> **Extract**:
Psychoanalysis and Desire

Regarding her analysis, María Camila says, “it became something non-negotiable in her life”. She begins her interview by stating emphatically that “psychoanalysis saved her life”. Two strong statements that, as Camila’s words are heard, take on complete solidity.

Her desire has led her to put an ocean between herself and what she calls “a life living the desires of others at the expense of her own” and “her own, for which she works and strives, and which she long considered impossible”.

In the past, giving in to her desire had begun to take its toll, the payment for which, Camila says, “she felt in her body. A life that, although apparently perfect, complete and full to others, was lacking something”.

She goes on to say that “she began to somatise everything she had been unable to put into words and into action towards what she wanted. From a discomfort that appeared every day at the same time, to a situation that had her on the verge of death before her planned trip”.

She did not give up on the trip and, once she had recovered, she took her already packed luggage and set off on her adventure to Madrid. Camila says that ‘only through analysis did she understand that the effects of having given in to her desire were now being felt in her body’ and had converted into pain.

This led her to ‘move from giving explanations to others, in response to the questions she received when she did not agree to what they wanted from her, to distancing herself from everything that disturbed her peace of mind’.

‘From anxiety, the immobilisation of her body due to stress,’ she moved on to the invitation made by psychoanalysis and her psychoanalyst, Yoany Rendon, to commit to life. Her life. In this vein, we could interpret that condensed phrase ‘it saved my life’ as: ‘Go out, see life. Live your life.’

> **Required actions**:
[a] Using the extract on psychoanalysis and desire, decide whether each statement agrees with it, and give yes or no with the deciding words quoted from it: (i) Camila went to Madrid after she recovered. (ii) Camila called off her trip because of her illness. (iii) Camila's psychoanalyst is named Yoany Rendon.
[b] In the extract on psychoanalysis and desire, what did Camila take with her when she set off for Madrid?

> **Dataset excerpts**:
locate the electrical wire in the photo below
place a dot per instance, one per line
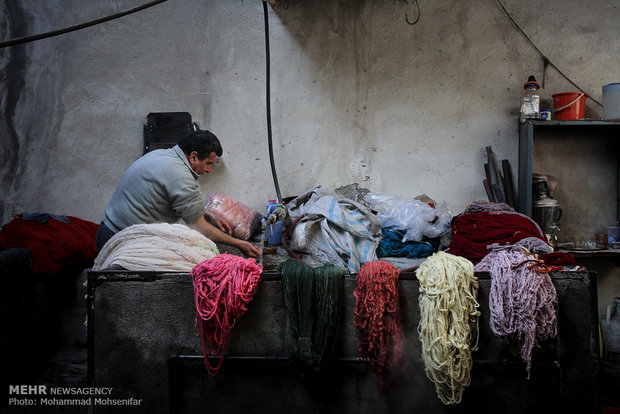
(26, 39)
(268, 99)
(546, 61)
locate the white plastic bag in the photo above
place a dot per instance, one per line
(413, 217)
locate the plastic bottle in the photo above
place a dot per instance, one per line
(530, 99)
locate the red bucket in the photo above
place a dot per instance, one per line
(569, 106)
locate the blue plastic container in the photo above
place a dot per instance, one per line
(274, 232)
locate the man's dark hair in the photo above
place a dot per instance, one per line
(203, 142)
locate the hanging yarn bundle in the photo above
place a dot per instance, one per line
(313, 305)
(223, 287)
(378, 318)
(523, 300)
(448, 326)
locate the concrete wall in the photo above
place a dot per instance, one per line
(358, 95)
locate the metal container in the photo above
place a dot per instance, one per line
(547, 213)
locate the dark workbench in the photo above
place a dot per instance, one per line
(142, 343)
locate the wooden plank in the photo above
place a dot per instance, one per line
(511, 198)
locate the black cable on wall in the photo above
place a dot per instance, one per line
(40, 36)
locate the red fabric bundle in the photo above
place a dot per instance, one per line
(242, 220)
(473, 232)
(53, 244)
(378, 317)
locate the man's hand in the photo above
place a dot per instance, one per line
(218, 236)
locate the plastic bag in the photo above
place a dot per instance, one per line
(413, 217)
(243, 220)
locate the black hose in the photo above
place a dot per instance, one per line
(40, 36)
(268, 82)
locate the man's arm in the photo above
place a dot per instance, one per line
(218, 236)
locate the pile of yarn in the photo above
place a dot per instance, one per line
(522, 300)
(223, 287)
(448, 327)
(378, 318)
(313, 303)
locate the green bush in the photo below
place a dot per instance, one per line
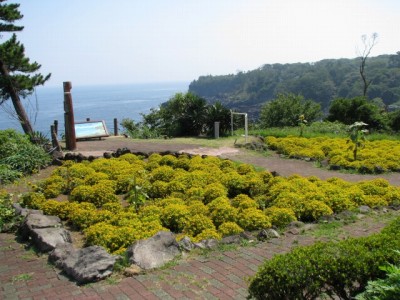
(339, 270)
(8, 219)
(19, 156)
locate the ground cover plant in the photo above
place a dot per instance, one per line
(375, 157)
(117, 201)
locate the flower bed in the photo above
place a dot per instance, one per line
(198, 197)
(376, 157)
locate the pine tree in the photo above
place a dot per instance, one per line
(18, 74)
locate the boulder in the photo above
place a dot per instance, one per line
(266, 234)
(186, 244)
(47, 239)
(154, 252)
(46, 232)
(206, 244)
(84, 265)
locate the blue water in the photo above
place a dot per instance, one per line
(101, 102)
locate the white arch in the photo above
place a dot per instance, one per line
(245, 123)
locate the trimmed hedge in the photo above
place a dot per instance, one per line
(335, 269)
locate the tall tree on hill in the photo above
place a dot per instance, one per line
(19, 76)
(368, 44)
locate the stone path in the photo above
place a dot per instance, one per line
(214, 275)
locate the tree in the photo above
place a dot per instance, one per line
(286, 109)
(19, 77)
(368, 45)
(183, 115)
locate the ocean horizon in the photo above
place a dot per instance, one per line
(97, 102)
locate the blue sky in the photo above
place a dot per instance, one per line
(131, 41)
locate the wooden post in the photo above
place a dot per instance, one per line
(115, 127)
(56, 127)
(70, 137)
(54, 140)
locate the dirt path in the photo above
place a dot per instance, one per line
(273, 162)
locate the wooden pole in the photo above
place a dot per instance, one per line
(70, 137)
(56, 127)
(54, 139)
(115, 127)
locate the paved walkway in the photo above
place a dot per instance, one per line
(214, 275)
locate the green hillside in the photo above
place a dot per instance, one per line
(321, 81)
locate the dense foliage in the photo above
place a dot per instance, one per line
(338, 270)
(348, 111)
(198, 197)
(321, 81)
(287, 109)
(8, 219)
(183, 115)
(18, 156)
(387, 288)
(19, 76)
(376, 156)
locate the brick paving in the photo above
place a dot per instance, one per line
(214, 275)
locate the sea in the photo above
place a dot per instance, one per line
(96, 102)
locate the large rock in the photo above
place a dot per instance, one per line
(155, 251)
(84, 265)
(46, 232)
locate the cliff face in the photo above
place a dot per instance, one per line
(321, 81)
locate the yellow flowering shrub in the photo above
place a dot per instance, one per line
(194, 193)
(131, 158)
(213, 191)
(392, 196)
(314, 210)
(197, 208)
(235, 183)
(280, 216)
(82, 218)
(33, 200)
(221, 211)
(94, 178)
(150, 212)
(196, 224)
(207, 234)
(243, 201)
(229, 228)
(200, 197)
(253, 219)
(114, 238)
(244, 169)
(168, 160)
(163, 173)
(174, 217)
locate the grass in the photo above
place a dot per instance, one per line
(22, 277)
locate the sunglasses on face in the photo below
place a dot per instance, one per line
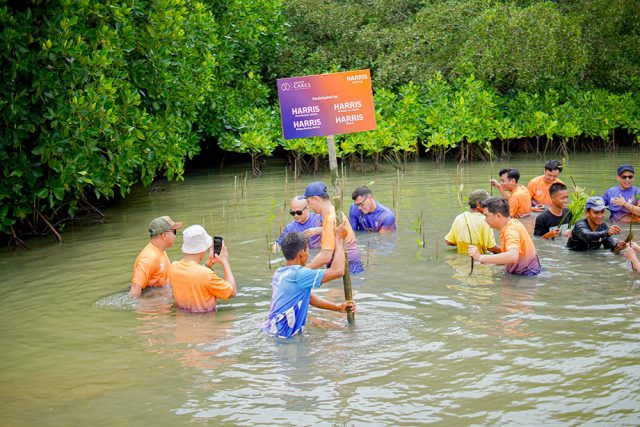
(361, 204)
(292, 213)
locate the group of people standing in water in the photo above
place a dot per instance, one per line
(196, 286)
(549, 195)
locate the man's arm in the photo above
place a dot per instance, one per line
(508, 257)
(322, 258)
(319, 302)
(496, 249)
(223, 259)
(135, 291)
(338, 264)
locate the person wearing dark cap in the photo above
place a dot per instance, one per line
(151, 267)
(622, 200)
(367, 214)
(518, 253)
(539, 186)
(318, 198)
(592, 232)
(549, 223)
(470, 227)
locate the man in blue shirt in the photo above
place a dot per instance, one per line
(622, 198)
(292, 286)
(304, 221)
(366, 214)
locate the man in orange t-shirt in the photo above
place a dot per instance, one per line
(539, 186)
(152, 264)
(196, 288)
(516, 194)
(519, 255)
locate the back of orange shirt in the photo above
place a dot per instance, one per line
(151, 267)
(520, 202)
(515, 236)
(196, 287)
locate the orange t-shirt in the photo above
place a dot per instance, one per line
(514, 235)
(196, 287)
(539, 190)
(520, 202)
(151, 267)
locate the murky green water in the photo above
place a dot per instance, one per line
(430, 345)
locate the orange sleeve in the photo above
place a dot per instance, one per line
(142, 271)
(514, 202)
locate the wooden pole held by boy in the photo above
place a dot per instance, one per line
(337, 202)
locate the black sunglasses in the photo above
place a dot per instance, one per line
(292, 213)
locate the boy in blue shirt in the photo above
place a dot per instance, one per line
(292, 285)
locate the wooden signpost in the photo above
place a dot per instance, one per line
(327, 105)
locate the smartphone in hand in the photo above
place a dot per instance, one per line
(217, 244)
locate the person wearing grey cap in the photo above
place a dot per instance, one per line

> **Results by task**:
[a]
(i) Yes: "once she had recovered, she took her already packed luggage and set off on her adventure to Madrid"
(ii) No: "She did not give up on the trip"
(iii) Yes: "her psychoanalyst, Yoany Rendon"

[b] Her already packed luggage.